> _SELECTED EXTRACT_
================

But assessing the extent to which globalization has affected the relative taxation of capital and labor requires a global and long-run dataset on effective tax rates (ETR) on labor and capital. In our new working paper, we construct series offering a global, historical, and comparative perspective on the evolution of tax structures, covering 150 countries and a half-century , available here

ETRs capture all taxes paid: on corporate income, individual income, payroll, property, and consumption. They then assign each type of taxes to capital, labor or a mix of the two and divide these by respectively capital and labor flows in national accounts (Mendoza, Razin & Tesar 1994). ETRs make it possible to estimate total tax wedges—for instance the gap between what it costs to employ a worker and what the worker receives—and how these wedges vary internationally and over time. Since capital income is more concentrated than labor income, the relative taxation of the two factors of production is closely linked to the progressivity of the tax system.  

Globally, capital taxation has fallen and labor taxation risen, leading to their convergence; but in developing countries, taxes on capital taxes are rising, and faster than those on labor. 

Figure 2 shows the global evolution of factor income taxation: over the past 50 years the average effective labor and capital tax rates have converged, due to 10 points increase in labor taxation and 5 points decline in capital taxation.1 The global rise in labor taxation is driven by the expansion of payroll and social security taxes in the 1970s and 1980s. Yet the most striking pattern is the marked decline of capital taxation: in high-income countries, effective capital tax rates were close to 40% in high-income countries in 1965 and fell to about 32% in 2018, driven by the collapse in corporate profits taxation.

Figure 1: The Effective Taxation of Capital and Labor    

 

The Effective Taxation of Capital and Labor

Note: this figure plots the time series of average effective tax rates on labor (blue) and capital (red), as well as the effective tax rate on corporate profits (red dashed line). The top-left panel corresponds to the global average, weighting country-year observations by their share in that year’s total NDP, in constant 2019 USD (N=156). The bottom-left panel shows the results for high-income OECD countries (N=37), and the bottom-right panel for low- and middle-income countries (N=119).  

In contrast to high-income countries, effective capital tax rates in developing countries have been on a rising trend since the 1990s, albeit starting from a much lower level. The effective capital tax rate increased from 10% to 20% since the 1990s, primarily in large economies such as China, Brazil, India, and Mexico.

================

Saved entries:

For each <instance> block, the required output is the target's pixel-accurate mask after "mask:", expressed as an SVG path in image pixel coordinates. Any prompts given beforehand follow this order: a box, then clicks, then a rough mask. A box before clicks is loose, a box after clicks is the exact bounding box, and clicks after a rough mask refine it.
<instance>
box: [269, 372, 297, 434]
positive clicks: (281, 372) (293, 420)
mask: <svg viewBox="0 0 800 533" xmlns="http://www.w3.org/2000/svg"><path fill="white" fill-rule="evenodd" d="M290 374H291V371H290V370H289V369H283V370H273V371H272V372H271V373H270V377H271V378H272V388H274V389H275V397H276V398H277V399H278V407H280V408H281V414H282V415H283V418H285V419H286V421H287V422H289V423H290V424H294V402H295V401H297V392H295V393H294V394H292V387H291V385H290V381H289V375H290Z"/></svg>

================

> _INSTRUCTION 1_
Answer these questions using the excerpt on taxing capital and labor:
(a) Which work is cited for the method of assigning taxes to capital and labor flows?
(b) What drove the global rise in labor taxation?
(c) How did the effective capital tax rate in developing countries change after the 1990s?
> _INSTRUCTION 2_
Reproduce the excerpt on taxing capital and labor word for word, starting at "In contrast to" and ending at "India, and Mexico.".
> _INSTRUCTION 3_
Write the next part of the excerpt on taxing capital and labor, continuing from its last sentence.

> _RESPONSE AREA 1_
(a) Mendoza, Razin & Tesar 1994.
(b) The expansion of payroll and social security taxes in the 1970s and 1980s.
(c) It rose from 10% to 20%.

> _RESPONSE AREA 2_
In contrast to high-income countries, effective capital tax rates in developing countries have been on a rising trend since the 1990s, albeit starting from a much lower level. The effective capital tax rate increased from 10% to 20% since the 1990s, primarily in large economies such as China, Brazil, India, and Mexico.

> _RESPONSE AREA 3_
How has globalization affected the relative taxation of capital and labor? 

A major evolution is the globalization of exchanges: trade in goods and services has grown rapidly in high and low income countries alike. Firms’ ability to shift production processes across borders might limits governments’ capacity to tax capital, a hypothesis consistent with the long-run decline in capital taxation observed in rich countries, but not with developing countries experience: since the 1990s—the onset of the hyper-globalization period—they saw a rise, not a fall, in effective capital taxation.  

Figure 3 shows that changes in trade (export and imports % of GDP) correlate negatively with changes in the taxation of capital in rich countries, but positively in developing ones. On the contrary, the correlation of trade and labor taxation is positive and similar across countries.  

Figure 3: Changes in Effective Taxation of Capital and Labor vs Changes in Trade 

Changes in Effective Taxation of Capital and Labor vs Changes in Trade

Note: Association between changes in trade and changes in effective tax rates of capital (panels a and b) and labor (panels c and d), respectively for high income OECD countries and for low and middle income countries. Trade is measured as the sum of import and exports as a share of Net Domestic Product. Binned scatter plots of the outcome against trade, after residualizing all variables against year fixed effects.  

The paper develops two empirical strategies to show that the results are likely to be causal:  an event study around the timing of key trade liberalization reforms in large developing countries, and an instrumental variable for trade , adapted from Egger et al. The results consistently show that trade integration leads to rising effective capital taxation in developing country but not in richer ones, and a more modest rise in effective labor taxation, everywhere .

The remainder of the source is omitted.